## Passage shown:
Harris also has a plan to cut taxes. Common economic sense dictates that if you are worried about deficits, you can’t just cut taxes unless you plan on spending a lot less, and that certainly isn’t going to happen. Increasingly large U.S. deficits are a problem, but Harris doesn’t plan to spend less, just differently than Trump. Cutting taxes means less revenue. And Harris’ tax cuts for those earning less than $400,000 a year means that around 97% of households will see a tax cut. That’s great politics but not great economics. You can’t raise taxes high enough on the top 3% of earners and expect to balance the budget — as Sweden and other countries who followed a similar path demonstrated.
Harris’ plan to encourage entrepreneurship and support the technology and green energy sectors similarly has problems. Industrial policy, i.e., government intervention in markets, usually occurs in China and Russia and other communist economies where officials pick winners and losers. Economic innovation in other sectors slows as a result, and government officials often miscalculate the optimal mix of growth across sectors.
Harris’ zeal to support union jobs creates another barrier to American competitiveness around the world. While unions are important to many people, the fact is that when workers get paid more, as they do in union jobs, businesses can’t employ as many workers unless they raise their prices. And that causes inflation. When American goods get more expensive, they don’t sell as well overseas, harming the economy and creating incentives to move production to non-unionized plants overseas.
Now we come to Harris’ plan to control costs. While a national law on price gouging sounds good, it is nothing but price controls in sheep’s clothing. Price controls create shortages, a host of unintended consequences, and motivate illicit activity. Not convinced, ask the good people living in Venezuela or Zimbabwe. Better yet, talk to someone who had to wait in line for gas in America in the 1970s.
Lastly, the esteemed economists falsely aver that tax cuts are regressive. For tax cuts to be regressive, the rich would have to pay lower rates than the poor, and that simply is not, and has never been the case. Data from the Tax Foundation proves our point.
Don’t get us wrong. Trump’s economic plan has plenty of flaws, but to say that Harris is somehow going to save America from an economic fate worse than death is hyperbolic in the extreme.
If this 228-word letter was submitted as an essay response in ECON 101, we’d assign a failing grade. These Nobel laureates are asserting their privilege, not defending their positions. These economists have the intellectual chops to deliver an authoritative statement, backed by data and long-standing economic theory. But that is not why they wrote the letter. This political stunt is meant to be a headline grabber that can be propagated as a campaign talking point for the Harris campaign. We’d assign the same failing grade if the letter supported Trump if it were so devoid of sound economic analysis.

## Brief:
Name every country the commentary on Harris's economic plans mentions other than the United States. The listing after this commentary is separate material.

## Information given:
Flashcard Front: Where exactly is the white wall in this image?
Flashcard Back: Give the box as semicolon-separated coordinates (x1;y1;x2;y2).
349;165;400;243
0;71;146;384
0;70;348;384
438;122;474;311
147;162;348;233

## Task response:
Sweden, China, Russia, Venezuela, Zimbabwe